- Task to complete:
Print only the line with "Could you please indicate the construction" and the lines after it, ending with the last line of the material, each exactly as it stands.

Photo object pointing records
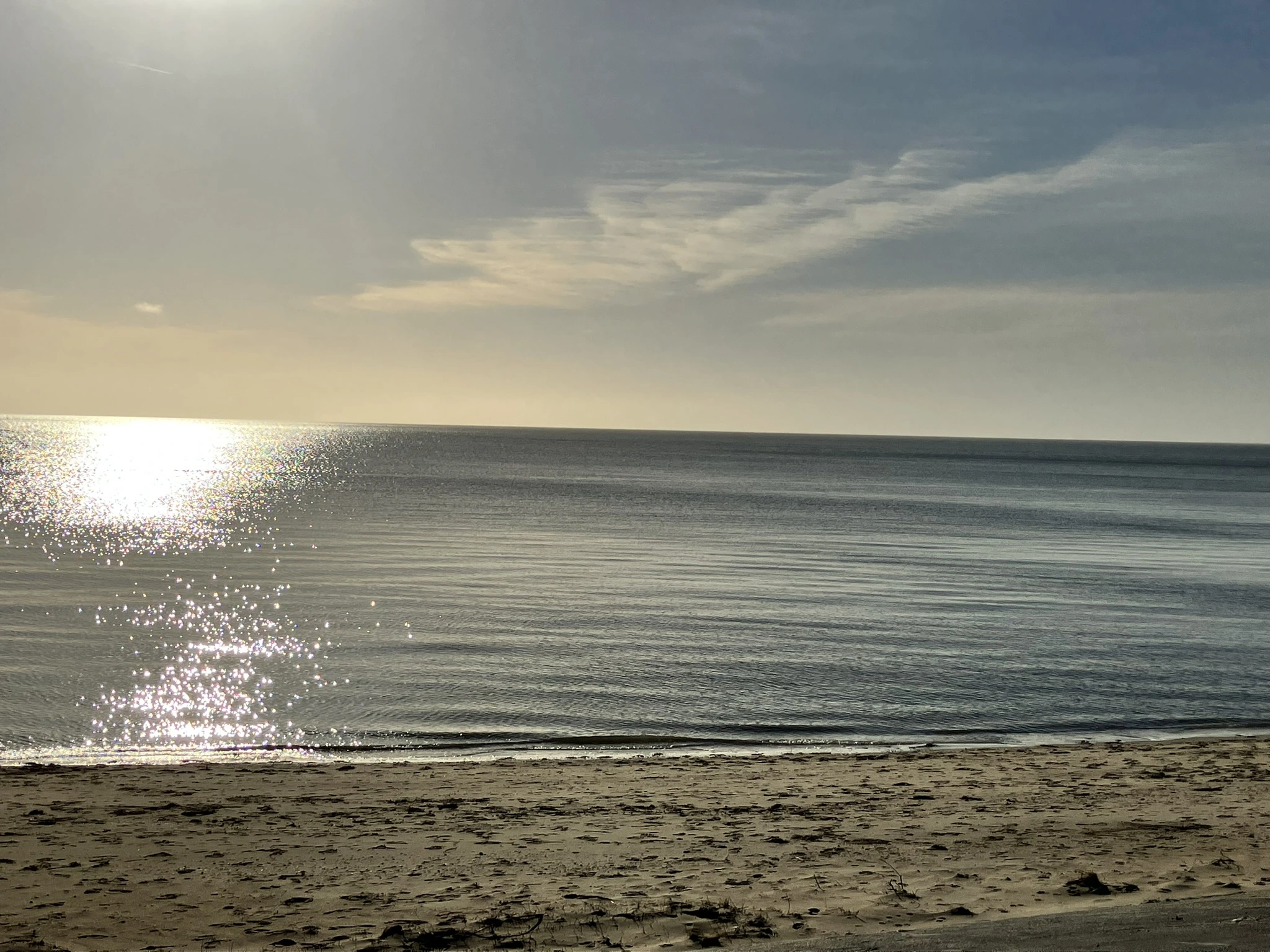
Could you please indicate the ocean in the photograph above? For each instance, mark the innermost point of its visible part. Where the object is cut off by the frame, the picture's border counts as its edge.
(180, 587)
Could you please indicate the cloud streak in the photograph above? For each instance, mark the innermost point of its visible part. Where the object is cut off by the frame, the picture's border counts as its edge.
(646, 238)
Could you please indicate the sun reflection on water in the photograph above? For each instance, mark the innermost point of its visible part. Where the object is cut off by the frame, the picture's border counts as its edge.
(219, 662)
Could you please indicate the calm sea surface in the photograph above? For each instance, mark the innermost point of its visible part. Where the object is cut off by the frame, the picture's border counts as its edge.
(193, 584)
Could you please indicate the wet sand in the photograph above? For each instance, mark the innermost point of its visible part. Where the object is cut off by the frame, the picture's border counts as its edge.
(651, 852)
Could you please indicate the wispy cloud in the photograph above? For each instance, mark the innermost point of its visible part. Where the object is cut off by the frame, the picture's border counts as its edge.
(646, 236)
(143, 66)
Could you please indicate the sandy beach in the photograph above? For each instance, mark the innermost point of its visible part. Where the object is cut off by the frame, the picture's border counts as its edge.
(651, 852)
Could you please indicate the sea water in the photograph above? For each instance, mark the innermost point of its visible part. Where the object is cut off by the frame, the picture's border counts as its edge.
(171, 587)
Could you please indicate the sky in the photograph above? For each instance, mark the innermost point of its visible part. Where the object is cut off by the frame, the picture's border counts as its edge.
(968, 218)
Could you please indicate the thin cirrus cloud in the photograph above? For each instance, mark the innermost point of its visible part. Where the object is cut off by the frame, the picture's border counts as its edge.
(646, 236)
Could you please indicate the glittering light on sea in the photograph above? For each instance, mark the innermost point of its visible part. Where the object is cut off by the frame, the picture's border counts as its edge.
(116, 487)
(219, 662)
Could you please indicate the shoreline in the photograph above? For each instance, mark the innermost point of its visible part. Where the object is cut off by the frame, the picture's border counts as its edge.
(641, 852)
(585, 748)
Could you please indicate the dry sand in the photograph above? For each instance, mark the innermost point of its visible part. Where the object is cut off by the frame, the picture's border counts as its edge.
(652, 852)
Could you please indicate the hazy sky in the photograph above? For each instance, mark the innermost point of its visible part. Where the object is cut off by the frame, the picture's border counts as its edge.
(982, 218)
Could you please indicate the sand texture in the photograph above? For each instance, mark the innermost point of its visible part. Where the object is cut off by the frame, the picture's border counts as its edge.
(642, 853)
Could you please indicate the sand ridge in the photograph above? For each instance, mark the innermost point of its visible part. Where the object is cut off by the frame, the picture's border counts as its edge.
(652, 852)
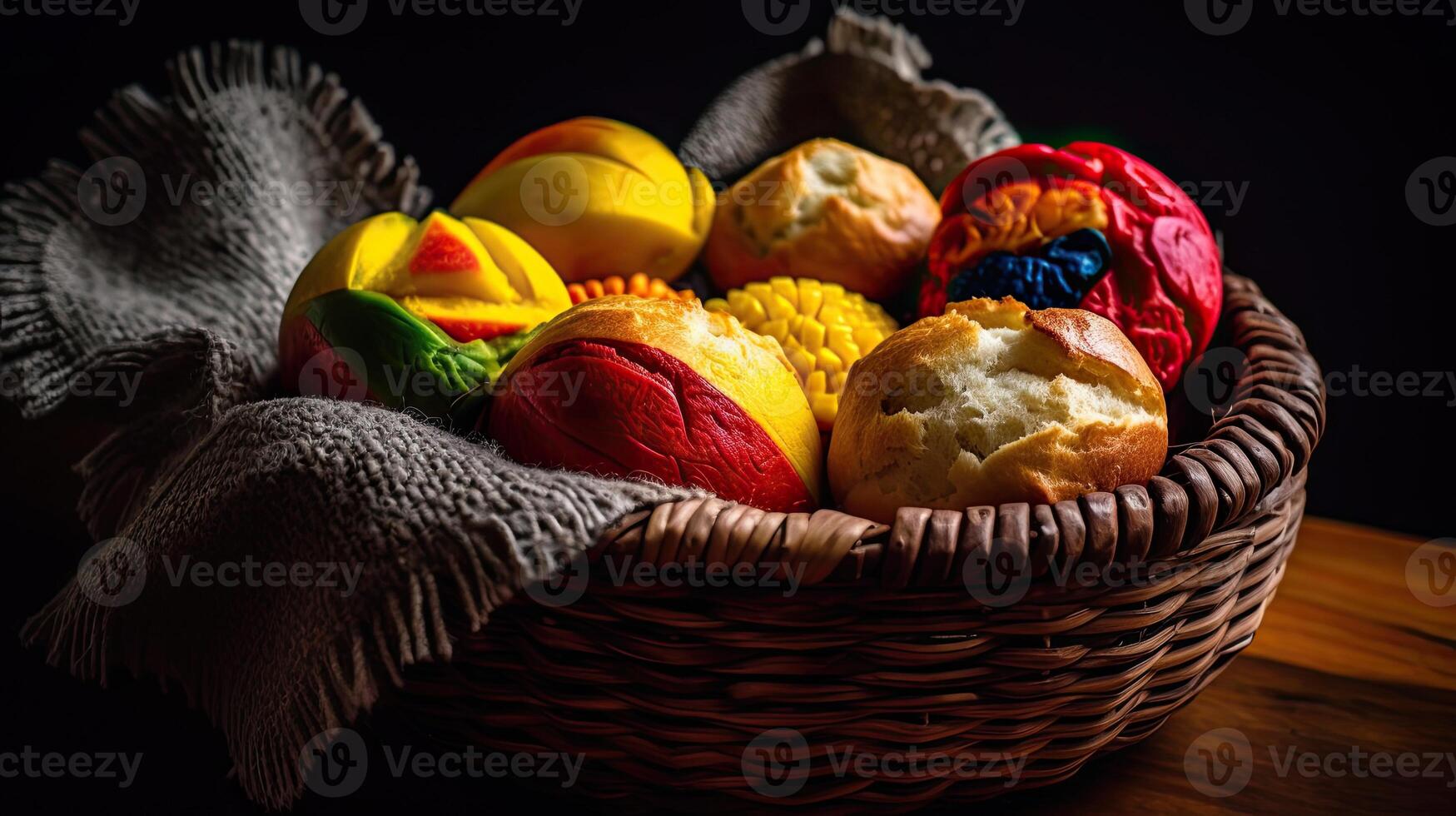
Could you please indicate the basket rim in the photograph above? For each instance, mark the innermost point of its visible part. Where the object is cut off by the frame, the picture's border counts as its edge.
(1254, 455)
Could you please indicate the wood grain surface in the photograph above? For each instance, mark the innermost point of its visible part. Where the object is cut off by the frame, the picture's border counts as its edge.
(1349, 664)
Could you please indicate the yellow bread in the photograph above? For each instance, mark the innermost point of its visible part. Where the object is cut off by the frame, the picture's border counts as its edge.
(824, 210)
(748, 369)
(991, 404)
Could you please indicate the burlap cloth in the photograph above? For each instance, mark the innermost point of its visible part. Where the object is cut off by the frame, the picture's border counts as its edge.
(210, 466)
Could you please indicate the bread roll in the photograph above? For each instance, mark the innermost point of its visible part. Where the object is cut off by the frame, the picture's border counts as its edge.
(824, 210)
(991, 404)
(638, 386)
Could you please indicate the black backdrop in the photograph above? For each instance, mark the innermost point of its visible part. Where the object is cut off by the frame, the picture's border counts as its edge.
(1299, 130)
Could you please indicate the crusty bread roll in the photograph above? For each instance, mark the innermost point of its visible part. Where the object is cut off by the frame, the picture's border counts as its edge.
(991, 404)
(824, 210)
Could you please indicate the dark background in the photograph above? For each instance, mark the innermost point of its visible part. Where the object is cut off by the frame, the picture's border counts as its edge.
(1321, 120)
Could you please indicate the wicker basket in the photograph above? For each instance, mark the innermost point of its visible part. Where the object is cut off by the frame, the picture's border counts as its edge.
(719, 697)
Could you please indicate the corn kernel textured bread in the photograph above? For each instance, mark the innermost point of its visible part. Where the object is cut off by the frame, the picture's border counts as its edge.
(824, 210)
(991, 404)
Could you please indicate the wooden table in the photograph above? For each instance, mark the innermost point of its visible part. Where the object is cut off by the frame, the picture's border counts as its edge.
(1347, 659)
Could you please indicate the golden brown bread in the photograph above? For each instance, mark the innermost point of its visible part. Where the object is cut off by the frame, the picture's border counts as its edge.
(824, 210)
(991, 404)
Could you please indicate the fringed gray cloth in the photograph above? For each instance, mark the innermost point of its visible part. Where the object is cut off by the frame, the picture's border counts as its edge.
(400, 525)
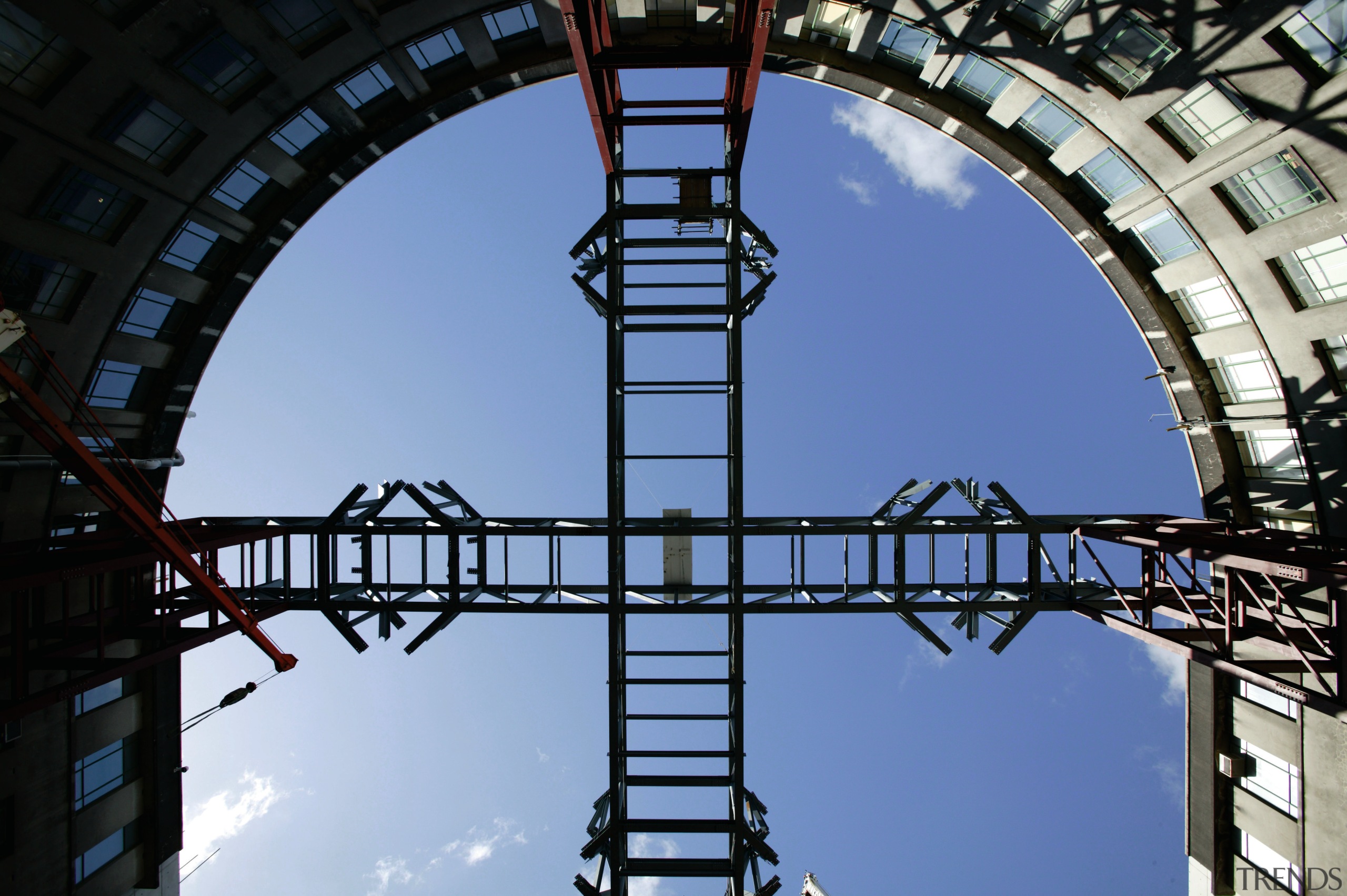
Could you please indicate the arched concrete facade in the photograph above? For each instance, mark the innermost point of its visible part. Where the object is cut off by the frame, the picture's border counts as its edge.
(205, 192)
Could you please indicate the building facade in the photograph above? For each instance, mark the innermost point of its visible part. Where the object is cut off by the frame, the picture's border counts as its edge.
(158, 154)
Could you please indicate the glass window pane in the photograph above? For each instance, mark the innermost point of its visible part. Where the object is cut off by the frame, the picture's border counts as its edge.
(436, 49)
(1109, 178)
(1269, 860)
(100, 854)
(150, 131)
(1273, 455)
(1249, 376)
(100, 774)
(911, 47)
(304, 128)
(1275, 189)
(152, 314)
(189, 248)
(980, 80)
(506, 23)
(87, 204)
(112, 385)
(96, 697)
(301, 22)
(39, 286)
(1165, 237)
(1319, 271)
(240, 185)
(1211, 304)
(32, 54)
(1129, 53)
(220, 66)
(1044, 17)
(1321, 30)
(1206, 115)
(366, 85)
(1047, 124)
(1266, 698)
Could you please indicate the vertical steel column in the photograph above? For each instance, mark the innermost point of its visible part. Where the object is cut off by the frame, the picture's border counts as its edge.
(616, 541)
(735, 507)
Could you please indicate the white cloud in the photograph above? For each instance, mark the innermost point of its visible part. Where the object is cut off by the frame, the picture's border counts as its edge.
(223, 817)
(923, 158)
(1171, 667)
(924, 657)
(388, 871)
(862, 192)
(477, 847)
(647, 847)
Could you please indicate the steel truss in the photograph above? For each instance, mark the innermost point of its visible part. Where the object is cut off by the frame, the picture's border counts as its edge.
(1265, 607)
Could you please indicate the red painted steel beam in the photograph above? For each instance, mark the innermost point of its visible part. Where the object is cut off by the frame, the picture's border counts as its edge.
(63, 444)
(741, 84)
(585, 37)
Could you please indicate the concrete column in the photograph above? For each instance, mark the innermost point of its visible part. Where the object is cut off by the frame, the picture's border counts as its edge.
(710, 15)
(550, 22)
(477, 42)
(790, 19)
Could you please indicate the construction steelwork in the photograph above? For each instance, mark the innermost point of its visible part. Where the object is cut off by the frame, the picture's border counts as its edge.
(1253, 597)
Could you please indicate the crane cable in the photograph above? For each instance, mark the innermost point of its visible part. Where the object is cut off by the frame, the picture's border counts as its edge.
(228, 700)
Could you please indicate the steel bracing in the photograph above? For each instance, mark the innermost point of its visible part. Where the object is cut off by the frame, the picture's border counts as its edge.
(1263, 606)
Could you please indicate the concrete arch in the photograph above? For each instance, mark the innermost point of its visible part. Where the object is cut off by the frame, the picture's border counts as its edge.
(65, 133)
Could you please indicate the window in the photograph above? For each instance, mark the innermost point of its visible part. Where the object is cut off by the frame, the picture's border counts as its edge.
(150, 131)
(907, 47)
(436, 49)
(363, 87)
(506, 23)
(1108, 178)
(1210, 305)
(1249, 376)
(833, 22)
(33, 57)
(220, 66)
(120, 11)
(96, 697)
(1044, 17)
(1206, 115)
(304, 128)
(1047, 126)
(980, 81)
(1131, 52)
(100, 772)
(1268, 860)
(301, 22)
(1275, 779)
(1321, 30)
(103, 853)
(240, 185)
(114, 385)
(39, 286)
(1278, 704)
(1165, 237)
(1272, 455)
(88, 204)
(190, 248)
(1275, 189)
(153, 314)
(1318, 273)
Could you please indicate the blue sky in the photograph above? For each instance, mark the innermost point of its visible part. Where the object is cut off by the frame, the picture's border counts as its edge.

- Complete output:
Could you please indicate the construction steelwork in the photograph above? For each instance, mark the innermost point of its visible part. Where the object is cut off by the frame, the picture's border counts as its edge.
(1253, 597)
Could you please indicate the crane cable in the photograph above? For each instance, mark the innermost point of its visible part. Where the object is cut off by the frame, the picture's border counts as its edge.
(228, 700)
Could you please indicate the steel bracing in the photograph above? For each instance, mark the innermost point of its visible part. Where the object is cut off by the frame, the picture's border counts as its edge.
(1263, 606)
Could you please indicate the concrete arch in the photograph above? For each instance, mark the innermost point of its visible part. Where the object is cut off by the frame, the picture's border counts as its edge.
(65, 133)
Could you please indicate the window in the photograph above? For each instance, mark the innermost point of its visible part. Where the object is cut off by the frame, the picture's border counts as its edge.
(150, 131)
(907, 47)
(436, 49)
(363, 87)
(506, 23)
(1108, 178)
(1210, 305)
(1249, 376)
(833, 22)
(33, 57)
(220, 66)
(120, 11)
(96, 697)
(1044, 17)
(1206, 115)
(304, 128)
(1047, 126)
(980, 81)
(1131, 52)
(100, 772)
(1268, 860)
(301, 22)
(1275, 779)
(1321, 30)
(103, 853)
(240, 185)
(114, 385)
(39, 286)
(1278, 704)
(1165, 237)
(1272, 455)
(88, 204)
(190, 248)
(1275, 189)
(153, 314)
(1318, 273)
Could you please indicate the blue sky in the photograph above? For each instance, mark the innermost point of its visible part. Where the object is cut off by the frame, the picture's border counts as its edge.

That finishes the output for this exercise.